- Records supplied:
= = =
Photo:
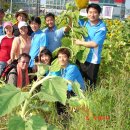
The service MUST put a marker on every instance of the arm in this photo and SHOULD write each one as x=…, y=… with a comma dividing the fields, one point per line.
x=12, y=77
x=68, y=27
x=90, y=44
x=43, y=42
x=14, y=48
x=97, y=40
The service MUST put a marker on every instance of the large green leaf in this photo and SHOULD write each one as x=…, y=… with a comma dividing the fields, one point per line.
x=10, y=97
x=54, y=89
x=16, y=123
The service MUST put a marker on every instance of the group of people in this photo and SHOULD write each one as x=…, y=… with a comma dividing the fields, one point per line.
x=25, y=41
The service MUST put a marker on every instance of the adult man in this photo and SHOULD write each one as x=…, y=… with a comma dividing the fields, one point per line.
x=38, y=41
x=19, y=75
x=96, y=36
x=2, y=14
x=55, y=35
x=21, y=15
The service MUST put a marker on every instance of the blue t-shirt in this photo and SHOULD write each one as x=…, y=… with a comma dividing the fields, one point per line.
x=38, y=40
x=1, y=30
x=72, y=73
x=54, y=37
x=96, y=33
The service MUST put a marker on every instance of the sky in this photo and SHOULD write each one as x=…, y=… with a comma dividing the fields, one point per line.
x=127, y=3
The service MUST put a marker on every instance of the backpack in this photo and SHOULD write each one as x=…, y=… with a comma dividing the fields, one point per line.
x=7, y=69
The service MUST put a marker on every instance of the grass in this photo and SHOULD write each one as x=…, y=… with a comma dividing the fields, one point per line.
x=109, y=104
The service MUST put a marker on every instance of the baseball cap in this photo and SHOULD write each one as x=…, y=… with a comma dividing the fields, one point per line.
x=1, y=10
x=21, y=24
x=7, y=24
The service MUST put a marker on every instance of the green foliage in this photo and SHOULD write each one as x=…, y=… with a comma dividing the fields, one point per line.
x=52, y=90
x=33, y=123
x=16, y=123
x=10, y=97
x=41, y=69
= = =
- Problem to work on: Please reproduce the part of the material that opens with the line containing "of the green" and runs through the end of the material, keeping every line unchanged.

- Response:
The service MUST put a marker on every instance of the green foliage in this photo and SHOULD write each one as x=…, y=… with a comma dividing the fields, one point per line.
x=52, y=90
x=33, y=123
x=16, y=123
x=10, y=97
x=41, y=69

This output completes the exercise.